══ TEXTE SOURCE

Et voici encore un délicieux spectacle que nous propose l'ensemble des Folies Parisiennes au théâtre de l'Athénée, son refuge... parisien: "Là-Haut", opérette loufoque de 1923 sur une musique de Maurice Yvain mais écrite par deux maîtres du genre, Yves Mirande au livret -autant dire à l'histoire- et Albert Willemetz aux textes des chansons, textes si ciselés qu'on osera l'appeler (nous l'assumons) le La Fontaine des Années Folles. Avec beaucoup plus de jeux de mots que le grand Jean...
"Le Diable à Paris", "Pas sur la bouche", "Trois jeunes filles nues"
Qu'est-ce qui nous pousse à aller voir un spectacle plutôt qu'un autre -en dehors de quelques obligations professionnelles? Trois raisons: la fidélité, le souvenir, l'expérience. Clarifions. La fidélité: Les Frivolités parisiennes est une troupe qui, dans la lignée des Brigands, nous a souvent séduit ces dernières années en remettant à l'honneur le répertoire de l'opérette des années 20-30. De Normandie (chronique du 22/10/2020) au Diable à Paris (14/1/2021) en passant par des auteurs plus célèbres, Albert Roussel et son Testament de la tante Caroline (11/6/2019) Le souvenir: le nom de Maurice Yvain, un des plus célèbres de ce temps-là, est lié à Alain Resnais et son Pas sur la bouche (un des grands succès d'Yvain) Ah! Sabine Azéma et Audrey Tautou, Lambert Wilson (si drôle) et Pierre Arditi, Jalil Lespert, Isabelle Nanty, le délicieux 23 Quai Quai Quai Malaquais, et encore Daniel Prévost et le merveilleux Darry Cowl en madame Foin, la concierge.

════
══ DONNÉES PRÉSENTÉES

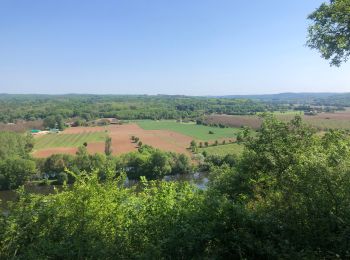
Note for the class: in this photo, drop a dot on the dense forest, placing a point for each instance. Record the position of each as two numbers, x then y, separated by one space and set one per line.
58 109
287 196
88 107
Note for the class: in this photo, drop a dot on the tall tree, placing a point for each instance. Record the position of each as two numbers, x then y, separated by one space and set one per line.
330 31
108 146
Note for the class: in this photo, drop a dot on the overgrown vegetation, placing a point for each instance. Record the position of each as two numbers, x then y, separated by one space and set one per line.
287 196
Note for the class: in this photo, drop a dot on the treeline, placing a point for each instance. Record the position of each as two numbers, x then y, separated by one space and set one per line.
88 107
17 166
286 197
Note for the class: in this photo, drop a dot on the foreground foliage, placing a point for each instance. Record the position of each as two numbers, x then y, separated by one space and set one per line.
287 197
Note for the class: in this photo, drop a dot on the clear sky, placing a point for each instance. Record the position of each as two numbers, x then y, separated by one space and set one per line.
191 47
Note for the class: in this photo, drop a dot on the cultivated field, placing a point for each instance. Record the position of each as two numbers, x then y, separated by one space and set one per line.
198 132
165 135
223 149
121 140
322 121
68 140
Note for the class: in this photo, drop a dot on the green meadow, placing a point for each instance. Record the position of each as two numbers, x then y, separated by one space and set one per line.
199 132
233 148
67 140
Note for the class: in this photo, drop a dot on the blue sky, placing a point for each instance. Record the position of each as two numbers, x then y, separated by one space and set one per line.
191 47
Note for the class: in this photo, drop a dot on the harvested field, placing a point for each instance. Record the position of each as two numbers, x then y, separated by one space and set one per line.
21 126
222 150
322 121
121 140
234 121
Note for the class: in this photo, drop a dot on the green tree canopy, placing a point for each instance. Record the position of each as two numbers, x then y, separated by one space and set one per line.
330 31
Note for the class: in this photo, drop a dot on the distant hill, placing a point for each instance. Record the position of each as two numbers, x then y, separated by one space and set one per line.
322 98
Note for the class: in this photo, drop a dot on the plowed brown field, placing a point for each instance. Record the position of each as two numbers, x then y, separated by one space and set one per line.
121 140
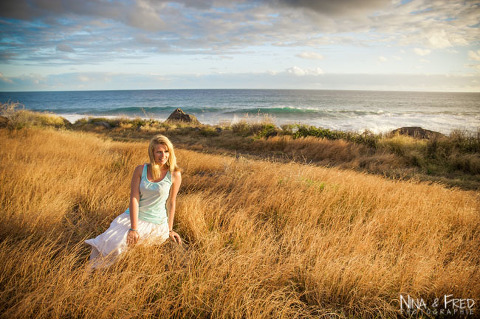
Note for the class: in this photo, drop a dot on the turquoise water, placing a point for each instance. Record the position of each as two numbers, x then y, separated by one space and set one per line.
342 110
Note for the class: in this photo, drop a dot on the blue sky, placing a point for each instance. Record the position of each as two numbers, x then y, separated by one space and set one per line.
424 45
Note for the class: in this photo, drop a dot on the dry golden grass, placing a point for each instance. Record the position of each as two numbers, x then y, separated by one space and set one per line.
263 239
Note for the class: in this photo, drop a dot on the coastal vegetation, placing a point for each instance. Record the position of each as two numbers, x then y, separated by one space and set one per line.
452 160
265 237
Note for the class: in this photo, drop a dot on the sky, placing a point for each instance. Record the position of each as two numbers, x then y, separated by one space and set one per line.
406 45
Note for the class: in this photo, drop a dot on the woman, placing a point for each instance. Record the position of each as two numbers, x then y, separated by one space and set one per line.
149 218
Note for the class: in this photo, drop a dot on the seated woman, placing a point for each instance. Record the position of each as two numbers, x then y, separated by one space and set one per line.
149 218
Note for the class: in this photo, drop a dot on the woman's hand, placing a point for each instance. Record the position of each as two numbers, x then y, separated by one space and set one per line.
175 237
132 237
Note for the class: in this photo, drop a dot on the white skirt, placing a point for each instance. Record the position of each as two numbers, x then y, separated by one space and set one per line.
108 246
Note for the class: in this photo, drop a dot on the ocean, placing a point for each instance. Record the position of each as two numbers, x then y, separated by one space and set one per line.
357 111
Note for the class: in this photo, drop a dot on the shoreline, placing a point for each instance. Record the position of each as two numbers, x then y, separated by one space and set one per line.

════

## TRAVAIL DEMANDÉ
[a] Modifiez les entrées à partir de la ligne qui contient « the woman, placing » jusqu'à la dernière ligne des entrées, toutes deux comprises, en remplaçant « drop a dot » par « set a marker » sans rien changer d'autre. Recopiez uniquement ces lignes.
[b] Rédigez la suite de la critique de l'opérette « Là-Haut » en partant de sa dernière phrase.

## CORRIGÉ DES EXERCICES
[a]
Note for the class: in this photo, set a marker on the woman, placing a point for each instance. Record the position of each as two numbers, x then y, separated by one space and set one per line.
149 218
Note for the class: in this photo, set a marker on the seated woman, placing a point for each instance. Record the position of each as two numbers, x then y, separated by one space and set one per line.
149 218
Note for the class: in this photo, set a marker on the woman's hand, placing a point for each instance. Record the position of each as two numbers, x then y, separated by one space and set one per line.
175 237
132 237
Note for the class: in this photo, set a marker on the white skirt, placing a point for each instance. Record the position of each as two numbers, x then y, separated by one space and set one per line.
108 246
Note for the class: in this photo, set a marker on the ocean, placing a point for each instance. Record the position of each as two numbers, x then y, separated by one space and set one per line.
357 111
Note for the class: in this photo, set a marker on the shoreline, placing a point for each instance. Record the position of each as two numbers, x then y, separated by one space and set one per line.

[b]
Les rimes brillantes de Willemetz, les airs "Années Folles" d'Yvain
Et puis l'expérience: livret de Là-haut d'Yves Mirande, chansons d'Albert Willemetz, ce génie de la rime (facile, mais pas si facile à inventer) et le souvenir (c'était il y a 15 ans) du bonheur que nous avions eu, sous la houlette d'Olivier Minne et Francis Perrin, nous les animateurs de France 2, à jouer et chanter Trois jeunes filles nues des mêmes Willemetz et Mirande, pour le plaisir de vous, spectateurs, si nombreux à nous regarder...
Willemetz donc, l'inépuisable Willemetz, dont un des bonheurs de Là-haut tient au brillant des rimes, des coq-à-l'âne, de cette écriture si simple apparemment et d'une telle drôlerie, qui nous fait rire d'un franc rire sans malice, qu'on voudrait en répéter toutes les trouvailles. Mais il ne faut pas, pour vous qui découvrirez Là-haut...
Certes il y a aussi la qualité de la musique d'Yvain, dont les airs se ressemblent (la marque d'une époque, le swing, les rythmes "Années folles") en étant à chaque fois différents; et le livret de Mirande, habilement tricoté et détricoté. Sur une idée loufoque qui nous a fait immédiatement courir à l'Athénée et partager la joie réelle, enthousiaste et... bruyante d'un public nombreux.
Le Paradis, que c'est long, que c'est sage!
Jugez-en: dans des décors (malheureusement contemporains et sans grâce) de maison bourgeoise, Evariste Chanterelle (belle présence et voix veloutée de Mathieu Dubroca) est attendu par sa femme et ses amis qui lui ont réservé un anniversaire-surprise. Chanterelle, séducteur hâbleur, et qui trompe allègrement madame (Emma, Judith Fa) feint (mal) l'étonnement: gâteau, bougies (33, comme un Autre...), champagne, mais une "fausse route" due à une cacahuète malencontreuse l'envoie au... Paradis.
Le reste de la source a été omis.